[Input records]
Begin
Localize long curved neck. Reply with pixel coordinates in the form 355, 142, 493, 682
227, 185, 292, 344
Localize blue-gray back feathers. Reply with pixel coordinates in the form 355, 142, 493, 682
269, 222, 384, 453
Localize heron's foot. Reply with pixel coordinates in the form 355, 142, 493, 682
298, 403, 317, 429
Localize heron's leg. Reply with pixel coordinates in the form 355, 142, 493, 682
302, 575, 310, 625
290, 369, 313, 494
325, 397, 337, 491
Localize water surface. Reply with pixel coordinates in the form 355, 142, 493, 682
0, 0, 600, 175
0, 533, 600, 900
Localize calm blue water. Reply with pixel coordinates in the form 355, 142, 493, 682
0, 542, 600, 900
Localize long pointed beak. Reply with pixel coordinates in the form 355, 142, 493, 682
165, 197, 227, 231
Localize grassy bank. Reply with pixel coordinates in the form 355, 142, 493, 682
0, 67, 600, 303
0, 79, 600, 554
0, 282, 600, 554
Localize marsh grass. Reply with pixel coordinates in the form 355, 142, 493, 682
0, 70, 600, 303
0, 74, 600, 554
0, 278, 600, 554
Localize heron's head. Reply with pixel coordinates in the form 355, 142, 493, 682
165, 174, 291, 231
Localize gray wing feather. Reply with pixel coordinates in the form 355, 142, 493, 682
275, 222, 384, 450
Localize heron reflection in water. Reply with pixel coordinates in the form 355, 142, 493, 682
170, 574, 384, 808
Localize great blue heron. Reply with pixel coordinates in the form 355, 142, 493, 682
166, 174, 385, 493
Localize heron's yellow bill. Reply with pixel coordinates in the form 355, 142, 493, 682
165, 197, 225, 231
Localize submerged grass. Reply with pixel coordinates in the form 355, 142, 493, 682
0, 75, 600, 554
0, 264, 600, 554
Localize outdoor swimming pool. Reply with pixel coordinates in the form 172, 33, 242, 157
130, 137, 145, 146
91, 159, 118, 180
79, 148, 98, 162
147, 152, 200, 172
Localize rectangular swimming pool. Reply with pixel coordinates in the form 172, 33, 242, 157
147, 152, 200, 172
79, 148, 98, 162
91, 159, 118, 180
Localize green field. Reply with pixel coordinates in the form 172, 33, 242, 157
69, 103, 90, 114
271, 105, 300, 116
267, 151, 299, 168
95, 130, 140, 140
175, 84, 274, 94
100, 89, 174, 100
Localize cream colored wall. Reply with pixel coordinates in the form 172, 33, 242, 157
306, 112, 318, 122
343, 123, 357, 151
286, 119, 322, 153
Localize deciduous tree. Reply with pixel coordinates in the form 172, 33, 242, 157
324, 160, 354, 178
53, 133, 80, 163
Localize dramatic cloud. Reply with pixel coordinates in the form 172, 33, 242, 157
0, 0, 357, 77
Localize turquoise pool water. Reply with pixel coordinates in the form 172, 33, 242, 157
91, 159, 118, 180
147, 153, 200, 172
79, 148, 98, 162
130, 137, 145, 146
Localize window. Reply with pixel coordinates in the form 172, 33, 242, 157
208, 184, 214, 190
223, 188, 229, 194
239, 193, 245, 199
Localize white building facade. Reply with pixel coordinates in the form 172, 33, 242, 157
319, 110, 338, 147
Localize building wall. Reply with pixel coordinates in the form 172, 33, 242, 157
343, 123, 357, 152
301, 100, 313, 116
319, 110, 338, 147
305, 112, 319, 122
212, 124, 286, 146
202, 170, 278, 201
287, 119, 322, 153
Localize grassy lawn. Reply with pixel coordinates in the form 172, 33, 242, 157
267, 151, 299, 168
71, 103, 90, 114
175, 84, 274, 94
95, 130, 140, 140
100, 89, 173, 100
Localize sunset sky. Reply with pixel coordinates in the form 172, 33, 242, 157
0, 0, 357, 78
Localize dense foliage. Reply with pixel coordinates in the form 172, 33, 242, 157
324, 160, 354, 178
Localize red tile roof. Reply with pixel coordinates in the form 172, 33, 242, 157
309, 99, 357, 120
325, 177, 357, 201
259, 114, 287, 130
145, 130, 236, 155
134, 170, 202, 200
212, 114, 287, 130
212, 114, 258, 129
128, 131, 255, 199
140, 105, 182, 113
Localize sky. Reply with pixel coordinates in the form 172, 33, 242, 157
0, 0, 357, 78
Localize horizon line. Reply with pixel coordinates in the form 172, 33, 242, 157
End
[Problem description]
Give back all of the rows above unchanged, character for character.

[Result]
Localize long curved neck. Reply with pixel coordinates in the form 355, 142, 493, 682
227, 185, 292, 344
Localize blue-gray back feathers. Reply with pixel coordinates in the form 355, 142, 493, 682
269, 222, 384, 453
Localize heron's foot. Reply with pixel coordinates in the form 355, 142, 493, 682
298, 403, 317, 429
Localize heron's leg. Reply with pixel coordinates in the form 355, 142, 493, 682
302, 575, 310, 625
290, 369, 313, 494
325, 397, 337, 491
Localize water surface. Reply with pixel coordinates in the form 355, 142, 493, 682
0, 0, 600, 175
0, 533, 600, 900
Localize calm blue water. Reply with pixel coordinates in the form 355, 142, 493, 682
0, 542, 600, 900
Localize long pointed beak. Reply with pixel coordinates in the form 355, 142, 493, 682
165, 197, 227, 231
Localize grassy bank. Reply with pixel coordinates in the form 355, 142, 493, 682
0, 67, 600, 303
0, 79, 600, 554
0, 282, 600, 554
Localize marsh grass. Reply with pixel coordinates in the form 355, 142, 493, 682
0, 70, 600, 303
0, 74, 600, 554
0, 278, 600, 554
Localize heron's head. Reply with pixel coordinates in the form 355, 142, 493, 682
165, 174, 291, 231
Localize gray wing feather. Reply with pixel coordinates in the form 355, 142, 493, 682
275, 222, 384, 450
Localize heron reflection in water. Reply with pixel coordinates in the form 355, 142, 493, 682
170, 574, 384, 808
Localize great blue heron. Reply with pixel coordinates in the form 355, 142, 493, 682
166, 174, 385, 493
Localize heron's yellow bill. Reply with pixel coordinates in the form 355, 142, 493, 682
165, 197, 225, 231
Localize submerged grass. Reply with pixel coordinates in the form 355, 142, 493, 682
0, 75, 600, 554
0, 264, 600, 554
Localize outdoor swimming pool. Reply with pixel coordinates in the form 172, 33, 242, 157
130, 137, 145, 146
91, 159, 118, 180
79, 148, 98, 162
147, 152, 200, 172
Localize rectangular swimming pool. Reply with pixel coordinates in the form 172, 33, 242, 157
147, 152, 200, 172
79, 148, 98, 162
91, 159, 118, 180
Localize green field. Reply with pixel coordinates in the form 172, 33, 242, 157
69, 103, 90, 114
271, 105, 300, 116
267, 151, 299, 168
95, 130, 140, 140
175, 84, 274, 94
100, 89, 174, 100
Localize cream colored wall. Reply with pixel coordinates in the form 172, 33, 242, 157
306, 112, 318, 122
343, 123, 357, 151
286, 119, 322, 153
Localize deciduous tree. Reply with pixel coordinates in the form 172, 33, 242, 157
324, 160, 354, 178
53, 133, 80, 163
Localize dramatic cloud. Reply with pixel coordinates in the form 172, 33, 242, 157
0, 0, 357, 77
Localize turquoise pool water. Reply with pixel coordinates in the form 172, 33, 242, 157
91, 159, 118, 180
147, 153, 200, 172
79, 148, 98, 162
130, 137, 145, 146
Localize window. Reply with pixel coordinates in the form 172, 33, 242, 157
208, 184, 214, 190
223, 188, 229, 194
239, 193, 245, 199
Localize white building facade. Reply with pixel coordinates in the form 172, 33, 242, 157
319, 110, 338, 147
Localize building wall. Reply with pixel coordinates in the form 172, 33, 242, 157
343, 123, 357, 152
301, 100, 313, 116
319, 110, 338, 147
305, 112, 319, 122
212, 124, 286, 146
202, 170, 278, 201
287, 119, 322, 153
Localize grassy lawn. Reply with pixel coordinates in the form 172, 33, 242, 157
267, 151, 299, 168
71, 103, 90, 114
175, 84, 274, 94
95, 130, 140, 140
100, 89, 173, 100
Localize sunset sky. Reply with pixel coordinates in the form 172, 33, 242, 157
0, 0, 357, 78
Localize dense foliage. Reply with pixel coordinates in the form 172, 33, 242, 157
324, 160, 354, 178
Localize red tile roof. Reply with pixel coordinates in the form 172, 33, 242, 157
309, 99, 357, 120
325, 177, 357, 201
259, 114, 287, 130
145, 130, 236, 155
134, 170, 202, 200
212, 114, 287, 130
212, 114, 258, 129
128, 131, 255, 199
140, 105, 182, 113
Localize sky. Reply with pixel coordinates in the form 172, 33, 242, 157
0, 0, 357, 78
Localize horizon line. Reply with pixel coordinates in the form 172, 33, 242, 157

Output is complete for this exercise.